## Your goal:
Copy the listing below verbatim, keeping every line unchanged.

## Records supplied:
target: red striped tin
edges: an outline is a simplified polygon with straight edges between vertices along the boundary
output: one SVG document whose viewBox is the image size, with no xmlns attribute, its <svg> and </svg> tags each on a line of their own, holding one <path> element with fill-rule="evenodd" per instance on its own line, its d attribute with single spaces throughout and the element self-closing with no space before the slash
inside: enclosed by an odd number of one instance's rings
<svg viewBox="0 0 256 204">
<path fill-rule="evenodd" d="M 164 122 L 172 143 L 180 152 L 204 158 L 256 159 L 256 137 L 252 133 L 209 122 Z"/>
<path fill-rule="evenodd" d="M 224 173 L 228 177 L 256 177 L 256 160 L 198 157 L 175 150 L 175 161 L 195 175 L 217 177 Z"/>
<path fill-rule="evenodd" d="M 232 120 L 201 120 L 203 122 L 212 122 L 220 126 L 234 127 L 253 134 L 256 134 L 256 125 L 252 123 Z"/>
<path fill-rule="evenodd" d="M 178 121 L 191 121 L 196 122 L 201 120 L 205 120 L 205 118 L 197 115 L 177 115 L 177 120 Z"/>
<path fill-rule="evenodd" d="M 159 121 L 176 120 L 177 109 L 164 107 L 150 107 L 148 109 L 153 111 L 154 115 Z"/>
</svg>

## Answer in full:
target: red striped tin
edges: an outline is a simplified polygon with straight edges between vertices along the boundary
output: one SVG document whose viewBox is the image size, with no xmlns attribute, its <svg> and </svg> tags each on a line of their own, holding one <path> element with fill-rule="evenodd" per instance on its own line, its d attribute with single spaces throughout and the element self-closing with no space before the slash
inside: enclosed by an odd number of one instance's rings
<svg viewBox="0 0 256 204">
<path fill-rule="evenodd" d="M 164 122 L 172 143 L 180 152 L 204 158 L 256 159 L 256 137 L 252 133 L 209 122 Z"/>
<path fill-rule="evenodd" d="M 224 173 L 228 177 L 256 177 L 256 160 L 198 157 L 175 150 L 175 161 L 195 175 L 217 177 Z"/>
<path fill-rule="evenodd" d="M 232 120 L 201 120 L 203 122 L 212 122 L 220 126 L 234 127 L 253 134 L 256 134 L 256 125 L 252 123 Z"/>
<path fill-rule="evenodd" d="M 178 121 L 191 121 L 196 122 L 201 120 L 205 120 L 205 118 L 197 115 L 177 115 L 177 120 Z"/>
<path fill-rule="evenodd" d="M 159 121 L 176 120 L 177 109 L 164 107 L 150 107 L 148 109 L 153 111 L 154 115 Z"/>
</svg>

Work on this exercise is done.